La maggior parte dei soldi non arrivano dal petrolio, ma dal bottino di guerra. Le uscite sono soprattutto militari, ma ci sono fondi anche per giustizia, welfare e servizi pubblici

REGGIO EMILIA – Il Califfato ambisce a diventare uno Stato e, come ogni entità di questo tipo ha ovviamente un bilancio. L’Espresso ha pubblicato on line il bilancio della provincia creata nella Siria orientale, diffuso dal sito di Aymenn Jawad Al-Tamini.

Si tratta del budget relativo al gennaio scorso che fa vedere come il Al Baghdadi amministra la cosa pubblica con entrate e uscite. Vediamo le entrate. Per il 27% arrivano dalla vendita di petrolio, mentre per un altro 4% dalle bollette elettriche dato che l’Isis rifornisce di energia elettrica il territorio.
::::
- _ESERCIZI PROPOSTI_
A. Traduci in inglese questa frase del brano sul bilancio del Califfato: «Per il 27% arrivano dalla vendita di petrolio, mentre per un altro 4% dalle bollette elettriche dato che l’Isis rifornisce di energia elettrica il territorio».
B. Prosegui il brano sul bilancio del Califfato partendo dall'ultima frase riportata.
I dati che seguono costituiscono materiale a sé stante.

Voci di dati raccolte
::::
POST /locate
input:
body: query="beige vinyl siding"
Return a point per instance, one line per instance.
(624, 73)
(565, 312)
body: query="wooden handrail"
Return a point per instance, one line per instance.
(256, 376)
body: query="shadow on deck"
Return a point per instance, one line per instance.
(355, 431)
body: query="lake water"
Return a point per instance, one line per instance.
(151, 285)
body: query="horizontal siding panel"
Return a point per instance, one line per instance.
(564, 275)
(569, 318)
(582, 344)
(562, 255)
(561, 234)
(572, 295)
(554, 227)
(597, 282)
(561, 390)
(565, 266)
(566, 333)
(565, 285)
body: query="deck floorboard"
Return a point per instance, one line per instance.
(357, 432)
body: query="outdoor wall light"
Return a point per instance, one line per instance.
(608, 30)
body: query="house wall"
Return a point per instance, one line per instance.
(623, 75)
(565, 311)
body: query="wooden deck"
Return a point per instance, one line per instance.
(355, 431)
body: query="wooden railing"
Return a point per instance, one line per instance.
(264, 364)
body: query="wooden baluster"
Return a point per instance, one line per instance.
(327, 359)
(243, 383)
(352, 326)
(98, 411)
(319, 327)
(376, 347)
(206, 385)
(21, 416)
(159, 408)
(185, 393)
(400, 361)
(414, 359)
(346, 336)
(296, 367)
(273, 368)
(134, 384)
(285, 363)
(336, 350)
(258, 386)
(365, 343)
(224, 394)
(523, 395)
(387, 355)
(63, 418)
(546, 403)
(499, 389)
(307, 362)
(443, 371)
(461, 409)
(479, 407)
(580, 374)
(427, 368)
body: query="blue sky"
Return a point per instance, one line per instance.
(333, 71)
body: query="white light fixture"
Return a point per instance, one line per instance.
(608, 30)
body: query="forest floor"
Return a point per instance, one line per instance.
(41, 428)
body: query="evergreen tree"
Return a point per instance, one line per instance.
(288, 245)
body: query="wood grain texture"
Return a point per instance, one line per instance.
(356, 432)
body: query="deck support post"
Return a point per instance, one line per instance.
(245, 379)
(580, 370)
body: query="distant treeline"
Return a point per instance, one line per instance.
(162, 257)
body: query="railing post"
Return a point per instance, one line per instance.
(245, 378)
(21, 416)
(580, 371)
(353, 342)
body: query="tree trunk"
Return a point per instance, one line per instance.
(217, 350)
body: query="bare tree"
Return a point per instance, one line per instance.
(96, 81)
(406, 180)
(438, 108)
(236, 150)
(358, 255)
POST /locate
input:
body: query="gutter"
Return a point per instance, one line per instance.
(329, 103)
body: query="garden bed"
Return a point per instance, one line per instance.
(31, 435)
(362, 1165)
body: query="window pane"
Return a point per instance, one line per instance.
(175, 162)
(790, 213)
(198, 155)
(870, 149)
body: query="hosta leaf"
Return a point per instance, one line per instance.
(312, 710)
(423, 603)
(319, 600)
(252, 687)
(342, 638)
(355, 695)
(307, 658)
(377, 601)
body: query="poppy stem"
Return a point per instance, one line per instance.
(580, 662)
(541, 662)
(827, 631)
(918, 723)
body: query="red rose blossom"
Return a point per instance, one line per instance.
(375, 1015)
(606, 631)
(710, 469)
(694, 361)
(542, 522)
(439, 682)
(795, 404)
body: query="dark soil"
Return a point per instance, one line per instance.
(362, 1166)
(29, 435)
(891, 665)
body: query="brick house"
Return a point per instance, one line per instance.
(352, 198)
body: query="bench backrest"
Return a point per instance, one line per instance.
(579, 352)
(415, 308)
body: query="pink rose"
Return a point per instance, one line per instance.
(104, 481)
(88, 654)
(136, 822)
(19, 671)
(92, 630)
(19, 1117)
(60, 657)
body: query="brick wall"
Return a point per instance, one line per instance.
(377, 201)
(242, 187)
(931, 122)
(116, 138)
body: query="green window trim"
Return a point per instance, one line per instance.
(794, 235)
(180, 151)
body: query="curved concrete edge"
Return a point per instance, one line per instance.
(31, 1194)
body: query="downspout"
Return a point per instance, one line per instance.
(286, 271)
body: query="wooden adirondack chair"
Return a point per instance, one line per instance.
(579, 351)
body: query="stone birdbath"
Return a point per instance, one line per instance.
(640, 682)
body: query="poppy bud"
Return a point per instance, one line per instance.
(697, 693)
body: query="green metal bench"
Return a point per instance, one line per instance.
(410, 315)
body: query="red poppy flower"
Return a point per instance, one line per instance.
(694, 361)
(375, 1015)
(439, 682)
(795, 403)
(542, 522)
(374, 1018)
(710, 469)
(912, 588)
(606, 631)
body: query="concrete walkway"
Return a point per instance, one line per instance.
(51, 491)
::::
- _RISPOSTE_
A. 27% of it comes from the sale of oil, while another 4% comes from electricity bills, since ISIS supplies electricity to the territory.

B.
Poi, come in ogni Stato che si rispetti, ci sono le tasse dalle tasse, riscosse, a quanto pare, in modo inflessibile che ammontano al 23% delle entrate e c’è da scommetterci che qui l’evasione è sicuramente piuttosto bassa. Ma i proventi più cospicui vengono dalla voce “confische”: oltre il 44 per cento.

Si tratta del bottino di guerra, delle proprietà di chi è fuggito e dei rivali imprigionati o uccisi, greggi e mandrie sequestrate ai contrabbandieri; sigarette, alcolici e altri prodotti occidentali requisiti per la legge coranica.

Poi ci sono le spese dove la parte del leone, chiaramente, viene fatta per sostenre l’esercito. Il 43% va nelle paghe dei miliziani e un altro 20% per mantenere le basi, inclusa la manutenzione di armi e veicoli. Un decimo sovvenziona la polizia islamica, dato che nello stato islamico ci sono tribunali che amministrano la giustizia civile e dirimono le controversie commerciali.

Il 17,7% va nei servizi pubblici: riparazione delle strade, raccolta rifiuti, assistenza medica, rete idrica. Solo il 6% finisce in aiuti: elargizioni per la popolazione oppure contributi per rilanciare l’agricoltura. Infine il tre per cento finanzia l’apparato mediatico di propaganda ritenuto di importanza fondamentale per l’Isis.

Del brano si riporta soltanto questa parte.